***** Teks Bacaan *****
Ketika kita membaca kalimat diatas maka didalam hati kita sudah
tersirat bahwa kalimat ini akan langsung membuat alergi bagi sebagian kelompok
muslimin, saya akan meringkas penjelasannya secara ‘Aqlan wa syar’an, (logika
dan syariah). Sifat manusia cenderung merayakan sesuatu yang membuat mereka
gembira, apakah keberhasilan, kemenangan, kekayaan atau lainnya, mereka
merayakannya dengan pesta, mabuk mabukan, berjoget bersama, wayang, lenong atau
bentuk pelampiasan kegembiraan lainnya, demikian adat istiadat diseluruh dunia.
Sampai disini saya jelaskan dulu bagaimana kegembiraan atas kelahiran Rasul
saw.
Allah merayakan hari kelahiran para Nabi Nya
_ Firman Allah : “(Isa berkata dari dalam perut ibunya) Salam
sejahtera atasku, di hari kelahiranku, dan hari aku wafat, dan hari aku
dibangkitkan” (QS Maryam 33)
***** Blok Data *****
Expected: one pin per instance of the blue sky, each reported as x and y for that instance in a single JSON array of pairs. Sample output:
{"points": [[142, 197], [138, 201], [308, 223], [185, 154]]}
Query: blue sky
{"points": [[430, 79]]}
*****
Tugas Latihan:
1. Tolong tulis ulang paragraf teks bacaan yang diawali "Ketika kita membaca kalimat diatas" dalam bentuk poin-poin singkat tanpa menghilangkan fakta utamanya.
2. Lanjutkan teks bacaan tentang perayaan kelahiran Rasul saw. mulai setelah kalimat terakhirnya.

Jawaban Tiap Tugas:
1.
- Kalimat yang dibahas dinilai akan langsung membuat alergi sebagian kelompok muslimin, sehingga penjelasannya diringkas secara ‘Aqlan wa syar’an (logika dan syariah).
- Manusia cenderung merayakan hal yang menggembirakan, seperti keberhasilan, kemenangan, atau kekayaan.
- Bentuk perayaannya antara lain pesta, mabuk-mabukan, berjoget bersama, wayang, lenong, atau pelampiasan kegembiraan lainnya. Ini merupakan adat istiadat di seluruh dunia.
- Dari titik ini, penjelasan beralih ke kegembiraan atas kelahiran Rasul saw.

2.
_ Firman Allah : “Salam Sejahtera dari kami (untuk Yahya as)
dihari kelahirannya, dan hari wafatnya dan hari ia dibangkitkan” (QS Maryam 15)
_ Rasul saw lahir dengan keadaan sudah dikhitan (Almustadrak ala
shahihain hadits no.4177)
_ Berkata Utsman bin Abil Ash Asstaqafiy dari ibunya yang
menjadi pembantunya Aminah ra bunda Nabi saw, ketika Bunda Nabi saw mulai saat
saat melahirkan, ia (ibu utsman) melihat bintang bintang mendekat hingga ia
takut berjatuhan diatas kepalanya, lalu ia melihat cahaya terang benderang
keluar dari Bunda Nabi saw hingga membuat terang benderangnya kamar dan rumah
(Fathul Bari Almasyhur juz 6 hal 583)
_ Ketika Rasul saw lahir kemuka bumi beliau langsung bersujud
(Sirah Ibn Hisyam)
_ Riwayat shahih oleh Ibn Hibban dan Hakim bahwa Ibunda Nabi saw
saat melahirkan Nabi saw melihat cahaya yang terang benderang hingga
pandangannya menembus dan melihat Istana Istana Romawi (Fathul Bari Almasyhur
juz 6 hal 583)
_ Malam kelahiran Rasul saw itu runtuh singgasana Kaisar Kisra,
dan runtuh pula 14 buah jendela besar di Istana Kisra, dan Padamnya Api di
Kekaisaran Persia yang 1000 tahun tak pernah padam. (Fathul Bari Almasyhur juz
6 hal 583)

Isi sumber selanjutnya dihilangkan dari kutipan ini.